=== EXTRACT ===
>> start
PHOTO: In order for children in Tennessee and across the country to succeed, it's critical that they have support in areas such as education and health in their first eight years. Courtesy U.S. Army Corps of Engineers.
PHOTO: In order for children in Tennessee and across the country to succeed, it's critical that they have support in areas such as education and health in their first eight years. Courtesy U.S. Army Corps of Engineers.
November 5, 2013

NASHVILLE, Tenn. – A new report says the first eight years of a child's life are the most critical in determining if he or she will go on to success or perhaps struggle throughout life, and that's why investments are needed.

According to Linda O'Neal, executive director of the Tennessee Commission on Children and Youth, the strategy must focus on all aspects of a child's well being from health to education to the financial stability of the family.

"We need to create a comprehensive, coordinated approach that starts with improving parenting for infants and toddlers,” she insists, “and continues through prekindergarten and elementary school programs to really give children the opportunities to succeed and to ensure a brighter future, not only for those children but for the economic prosperity of the state."
>> end
=== TASK INSTRUCTIONS ===
(1) For the news item on early childhood in Tennessee, state whether each statement agrees with it, giving yes or no and quoting the words that decide it: (a) the report calls a child's first eight years the most critical; (b) Linda O'Neal heads the Tennessee Department of Education; (c) O'Neal wants the approach to begin with prekindergarten programs.
(2) Carry on the news item on early childhood in Tennessee from its last sentence.

=== DATASET CONTENT ===
>> start
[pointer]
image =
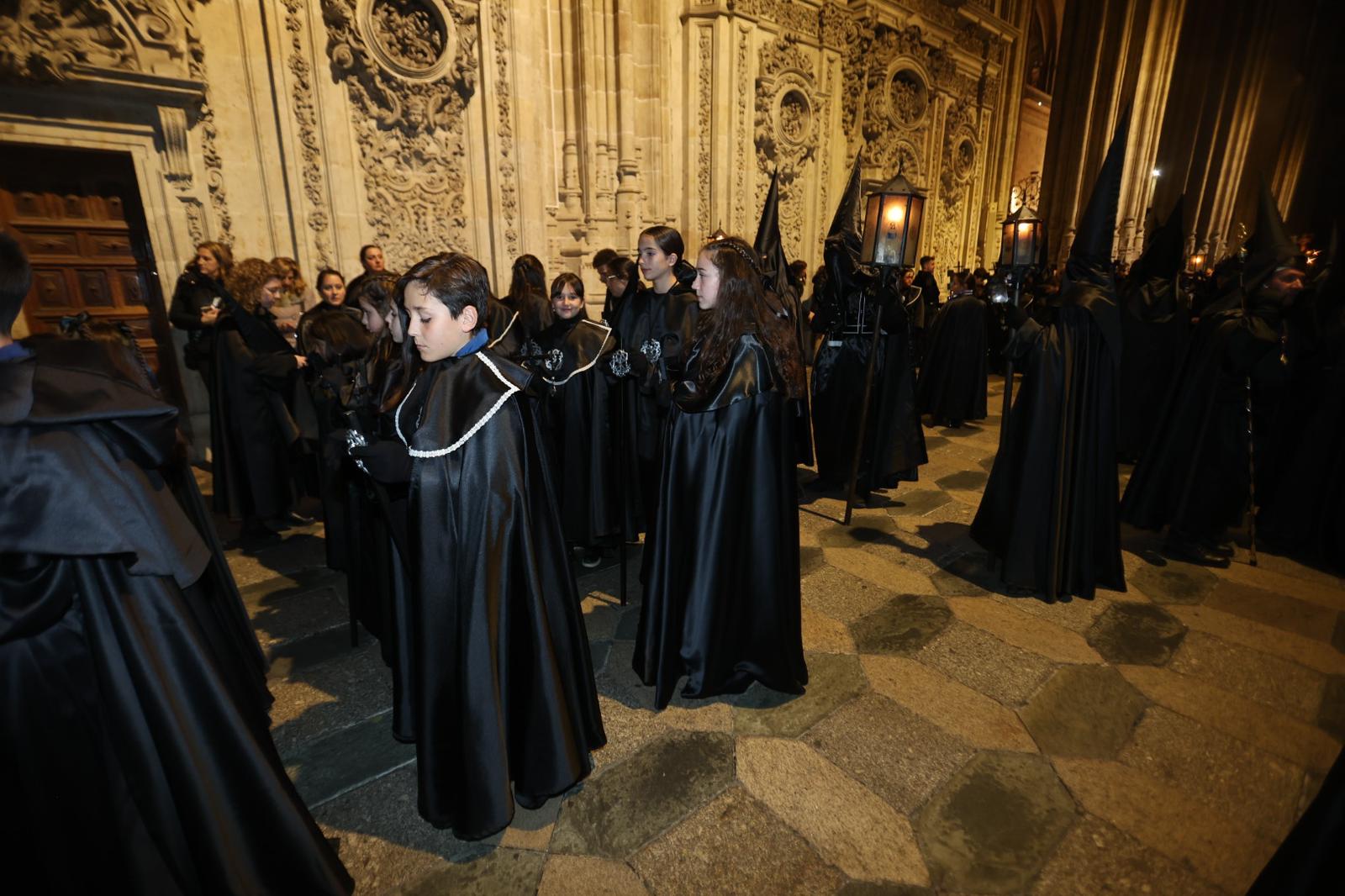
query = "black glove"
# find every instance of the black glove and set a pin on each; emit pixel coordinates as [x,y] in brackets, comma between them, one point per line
>> end
=== ANSWER LIST ===
(1)
(a) Yes: "the first eight years of a child's life are the most critical"
(b) No: "executive director of the Tennessee Commission on Children and Youth"
(c) No: "starts with improving parenting for infants and toddlers"

(2)
The report from the Annie E. Casey Foundation found that for third graders, nearly two in three are behind in terms of cognitive development. The figures for low-income and minority children are even worse.

In Tennessee, O'Neal says more than half of children live in poverty or in families considered low income, and that's why the efforts on behalf of children also need to support their parents.

"Young children succeed when their parents have the opportunity to support them, to provide them with the nurturing and the learning opportunities,” she explains. “So we're talking about real threats for the future of Tennessee if we don't figure out ways to provide the coordinated and integrated services to help parents succeed and help children succeed."

The report suggests improvements in the transition from preschool to elementary school, which can include data sharing.